··· EXTRACT ···

Located and downloaded the MAQC Datasets, understood the data from dataset A, converted it from microarray to .nat format with only intensities

Feb 2016:

1Mx1M was a huge thing for a conventional machine to compute 1M times, so thought of moving to cluster or cloud

Mar 2016:

???? Cluster was tried but configuration issues were a major hurdle in getting over, so moved to Internal GPU server

Apr 2016:

  • Needed to explore options and learn CUDA, and introduced dynamic programming to avoid recomputations of the base 1Mx1M matrix but 1Mx1Mxfloat32 was too much for the RAM/GPURAM as well so devised an algorithm to compute it by parts by splitting it into 32 parts (the smallest part which can be done within RAM limits)

May 2016:

  • Reverted to storing them in a compressed file after computing them byparts
  • but Precomputed 1Mx1Mxfloat32 was too much of a space for the system, so decided to go for hybrid pipeline approach
  • i.e. from each of the 32 parts of computed corr matrix, pick 100 most correlated vectors, considering an index only once (because after first merge operation, it will be useless anyway), in a hope to have found a big chunk of usable cache. we will have 3200 such entries already with their vector indeces, we will keep this array populated upon each new iteration over the full dataset.

···

→ WORK TASK A
Using the project log, decide whether each statement agrees with it, answering yes or no and quoting the deciding words. (i) Configuration problems led to dropping the cluster in favor of an internal GPU server. (ii) The matrix was computed in 64 parts. (iii) From each computed part, the 100 most correlated vectors are selected.
→ WORK TASK B
Extract everything in the project log from "Located and downloaded" down to "within RAM limits)".
This exercise does not require the data.

··· RECORD SET ···

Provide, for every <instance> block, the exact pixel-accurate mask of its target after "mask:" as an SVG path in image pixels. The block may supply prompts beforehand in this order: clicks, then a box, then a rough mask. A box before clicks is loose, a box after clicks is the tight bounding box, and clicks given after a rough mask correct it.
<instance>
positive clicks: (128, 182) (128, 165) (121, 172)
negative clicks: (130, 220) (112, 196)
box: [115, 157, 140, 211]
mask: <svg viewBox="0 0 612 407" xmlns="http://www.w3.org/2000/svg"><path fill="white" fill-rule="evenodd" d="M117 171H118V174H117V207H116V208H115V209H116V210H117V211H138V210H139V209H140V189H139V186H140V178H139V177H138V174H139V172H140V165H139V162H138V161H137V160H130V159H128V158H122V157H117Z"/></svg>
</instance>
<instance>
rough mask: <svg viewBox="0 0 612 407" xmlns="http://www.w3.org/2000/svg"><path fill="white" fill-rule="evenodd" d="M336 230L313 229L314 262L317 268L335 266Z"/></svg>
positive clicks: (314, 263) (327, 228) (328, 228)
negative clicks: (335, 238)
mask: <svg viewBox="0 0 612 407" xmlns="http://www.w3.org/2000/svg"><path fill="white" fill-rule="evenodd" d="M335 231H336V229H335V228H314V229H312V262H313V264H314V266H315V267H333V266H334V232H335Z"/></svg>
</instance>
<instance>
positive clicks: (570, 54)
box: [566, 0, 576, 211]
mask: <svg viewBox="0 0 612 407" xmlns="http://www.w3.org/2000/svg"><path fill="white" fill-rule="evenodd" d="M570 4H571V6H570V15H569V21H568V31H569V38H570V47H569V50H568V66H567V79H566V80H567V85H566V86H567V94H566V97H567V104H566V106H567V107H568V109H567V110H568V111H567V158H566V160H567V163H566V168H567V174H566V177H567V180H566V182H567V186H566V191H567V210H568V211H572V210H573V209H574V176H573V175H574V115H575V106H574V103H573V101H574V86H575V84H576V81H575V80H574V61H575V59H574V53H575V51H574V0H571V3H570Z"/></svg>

···

→ ANSWER A
(i) Yes: "Cluster was tried but configuration issues were a major hurdle in getting over, so moved to Internal GPU server"
(ii) No: "splitting it into 32 parts"
(iii) Yes: "from each of the 32 parts of computed corr matrix, pick 100 most correlated vectors"

→ ANSWER B
Located and downloaded the MAQC Datasets, understood the data from dataset A, converted it from microarray to .nat format with only intensities

Feb 2016:

1Mx1M was a huge thing for a conventional machine to compute 1M times, so thought of moving to cluster or cloud

Mar 2016:

???? Cluster was tried but configuration issues were a major hurdle in getting over, so moved to Internal GPU server

Apr 2016:

  • Needed to explore options and learn CUDA, and introduced dynamic programming to avoid recomputations of the base 1Mx1M matrix but 1Mx1Mxfloat32 was too much for the RAM/GPURAM as well so devised an algorithm to compute it by parts by splitting it into 32 parts (the smallest part which can be done within RAM limits)